### Given problem 1
Reproduce the section of the teacher-quality passage between "The report, Teacher" and "the RAND Corporation.", inclusive, swapping "partnership" for "collaboration".

--- Start Source extract ---

Most Teachers "Highly Qualified" Under NCLB Standards, But Teacher Qualifications Lag in Many High Poverty and High Minority Schools
Recruiting and Retaining Highly Qualified Teachers is Major Challenge in High Poverty Districts
Washington, D.C. - Most public school teachers are "highly qualified" under the terms of the No Child Left Behind Act, but many low income and minority students experience inequities when it comes to the qualifications of the teachers in their classrooms, according to a new U.S. Department of Education report written by experts with the American Institutes for Research (AIR).
The report, Teacher Quality Under NCLB: Interim Report, includes analyses of data from the largest national survey of teachers, principals, paraprofessionals and school district staff to be conducted since the law was passed by Congress in 2001. That study, the National Longitudinal Study of No Child Left Behind, is being done as a partnership of AIR and the RAND Corporation.
At least 74 percent of general education teachers reported they were highly qualified under NCLB for the subjects they taught, 23 percent did not know their status and 4 percent said they were not highly qualified. After analyzing the characteristics of the teachers who did not know if they were highly qualified, the AIR researchers concluded that over 90 percent of teachers were highly qualified under NCLB standards set by the states.
"Although a high percentage of teachers are considered highly qualified, the results tend to mask some problem areas," says Dr. Kerstin Le Floch, a principal research analyst at AIR and one of the authors of the study. A higher percentage of teachers who are not highly qualified under NCLB teach special education, limited English proficiency classes and in middle schools, as well as in high-poverty and high-minority schools. Even among teachers considered highly qualified, the teachers in high-poverty schools had less experience and were less likely to have a degree in the subject they taught.
Attracting and retaining highly qualified teachers is a major challenge, especially in high minority, high poverty, urban and rural districts, and for specific subject areas, the report finds.
"Approximately two thirds of all districts faced challenges in special education, science, and mathematics, but some districts faced more challenges than others," the report states. "For example, in mathematics and science the percentage of high minority districts that struggled to attract and retain highly qualified applicants was nearly double that of low minority districts."
A majority of all districts (65 percent) reported they had difficulty attracting highly qualified applicants in science. Sixty percent said highly qualified applicants in mathematics were hard to come by, and 57 percent reported difficulty in recruiting top-notch special education teachers.
The problem was exacerbated in high poverty, high minority and urban districts, where the biggest recruitment obstacle was competition with other districts. These districts were most likely to offer financial incentives and alternate certification routes to recruit highly qualified applicants. Even though fewer than 25 percent of districts around the country used financial incentives, such as increased salaries, signing bonuses, or housing incentives to attract highly qualified candidates, more than 75 percent of high minority districts offered such incentives, according to the report.

--- End Source extract ---
--- Start Supplied information ---

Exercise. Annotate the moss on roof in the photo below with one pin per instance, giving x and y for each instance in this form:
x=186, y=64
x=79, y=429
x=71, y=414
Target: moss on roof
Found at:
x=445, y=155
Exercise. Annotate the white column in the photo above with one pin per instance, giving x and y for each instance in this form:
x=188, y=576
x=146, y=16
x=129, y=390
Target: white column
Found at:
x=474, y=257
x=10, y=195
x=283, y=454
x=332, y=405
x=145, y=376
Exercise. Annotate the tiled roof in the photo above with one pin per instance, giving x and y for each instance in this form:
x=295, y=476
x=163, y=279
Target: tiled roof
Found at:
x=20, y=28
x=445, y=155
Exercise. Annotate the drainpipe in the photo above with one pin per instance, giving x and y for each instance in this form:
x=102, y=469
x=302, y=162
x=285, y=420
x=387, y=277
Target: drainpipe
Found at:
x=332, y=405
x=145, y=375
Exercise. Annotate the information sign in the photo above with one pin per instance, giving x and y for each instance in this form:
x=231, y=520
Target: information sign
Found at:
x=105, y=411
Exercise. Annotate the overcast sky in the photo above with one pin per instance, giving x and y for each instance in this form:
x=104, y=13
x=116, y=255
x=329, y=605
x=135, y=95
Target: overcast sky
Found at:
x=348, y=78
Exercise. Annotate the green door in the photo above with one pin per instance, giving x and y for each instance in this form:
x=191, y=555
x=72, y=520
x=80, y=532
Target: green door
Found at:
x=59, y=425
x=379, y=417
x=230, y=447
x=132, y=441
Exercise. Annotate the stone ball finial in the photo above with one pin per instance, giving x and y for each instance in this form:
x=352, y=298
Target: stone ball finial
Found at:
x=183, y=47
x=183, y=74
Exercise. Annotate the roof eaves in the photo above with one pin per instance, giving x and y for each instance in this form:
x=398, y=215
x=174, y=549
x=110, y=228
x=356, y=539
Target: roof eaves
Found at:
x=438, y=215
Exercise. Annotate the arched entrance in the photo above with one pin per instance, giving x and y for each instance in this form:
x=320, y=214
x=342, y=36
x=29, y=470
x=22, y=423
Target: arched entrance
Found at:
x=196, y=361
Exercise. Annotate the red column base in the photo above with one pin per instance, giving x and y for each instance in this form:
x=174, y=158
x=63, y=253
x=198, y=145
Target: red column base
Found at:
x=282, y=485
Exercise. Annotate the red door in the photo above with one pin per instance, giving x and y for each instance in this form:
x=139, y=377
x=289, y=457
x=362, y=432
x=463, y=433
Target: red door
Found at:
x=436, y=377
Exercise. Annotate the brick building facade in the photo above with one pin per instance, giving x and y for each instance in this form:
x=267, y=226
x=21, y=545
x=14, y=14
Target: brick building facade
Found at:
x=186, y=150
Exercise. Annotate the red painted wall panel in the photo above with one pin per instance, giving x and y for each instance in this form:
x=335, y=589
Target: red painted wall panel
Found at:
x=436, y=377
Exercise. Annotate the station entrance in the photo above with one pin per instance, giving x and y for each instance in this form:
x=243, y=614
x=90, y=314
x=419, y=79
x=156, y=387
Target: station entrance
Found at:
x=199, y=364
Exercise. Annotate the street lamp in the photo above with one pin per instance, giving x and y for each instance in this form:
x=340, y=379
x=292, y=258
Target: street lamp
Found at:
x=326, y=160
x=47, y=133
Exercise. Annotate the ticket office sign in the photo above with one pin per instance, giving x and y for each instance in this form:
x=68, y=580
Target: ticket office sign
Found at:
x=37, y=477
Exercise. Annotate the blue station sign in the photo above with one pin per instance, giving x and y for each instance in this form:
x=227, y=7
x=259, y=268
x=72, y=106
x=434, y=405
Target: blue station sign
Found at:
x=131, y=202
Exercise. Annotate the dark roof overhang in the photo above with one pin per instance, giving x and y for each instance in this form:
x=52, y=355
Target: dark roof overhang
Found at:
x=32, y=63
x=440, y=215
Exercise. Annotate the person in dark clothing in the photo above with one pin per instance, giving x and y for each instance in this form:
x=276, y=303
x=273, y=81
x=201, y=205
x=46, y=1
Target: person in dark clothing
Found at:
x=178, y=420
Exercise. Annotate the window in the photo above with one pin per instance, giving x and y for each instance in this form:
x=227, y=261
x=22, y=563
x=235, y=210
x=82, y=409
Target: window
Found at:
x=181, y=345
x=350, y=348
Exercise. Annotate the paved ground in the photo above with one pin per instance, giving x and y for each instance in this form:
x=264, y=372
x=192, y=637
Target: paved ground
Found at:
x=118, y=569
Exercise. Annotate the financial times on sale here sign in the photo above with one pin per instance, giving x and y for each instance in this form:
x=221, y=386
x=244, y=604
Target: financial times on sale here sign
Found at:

--- End Supplied information ---

### Given problem 2
Write out the rows above exactly, from the first row through the line that contains "x=348, y=78", inclusive.

### Written reply 1
The report, Teacher Quality Under NCLB: Interim Report, includes analyses of data from the largest national survey of teachers, principals, paraprofessionals and school district staff to be conducted since the law was passed by Congress in 2001. That study, the National Longitudinal Study of No Child Left Behind, is being done as a collaboration of AIR and the RAND Corporation.

### Written reply 2
Exercise. Annotate the moss on roof in the photo below with one pin per instance, giving x and y for each instance in this form:
x=186, y=64
x=79, y=429
x=71, y=414
Target: moss on roof
Found at:
x=445, y=155
Exercise. Annotate the white column in the photo above with one pin per instance, giving x and y for each instance in this form:
x=188, y=576
x=146, y=16
x=129, y=390
Target: white column
Found at:
x=474, y=257
x=10, y=195
x=283, y=454
x=332, y=405
x=145, y=376
Exercise. Annotate the tiled roof in the photo above with one pin per instance, giving x and y for each instance in this form:
x=295, y=476
x=163, y=279
Target: tiled roof
Found at:
x=20, y=28
x=445, y=155
Exercise. Annotate the drainpipe in the photo above with one pin per instance, giving x and y for each instance in this form:
x=102, y=469
x=302, y=162
x=285, y=420
x=387, y=277
Target: drainpipe
Found at:
x=332, y=405
x=145, y=375
Exercise. Annotate the information sign in the photo above with one pin per instance, giving x and y for each instance in this form:
x=231, y=520
Target: information sign
Found at:
x=105, y=411
Exercise. Annotate the overcast sky in the photo above with one pin per instance, giving x and y for each instance in this form:
x=104, y=13
x=116, y=255
x=329, y=605
x=135, y=95
Target: overcast sky
Found at:
x=348, y=78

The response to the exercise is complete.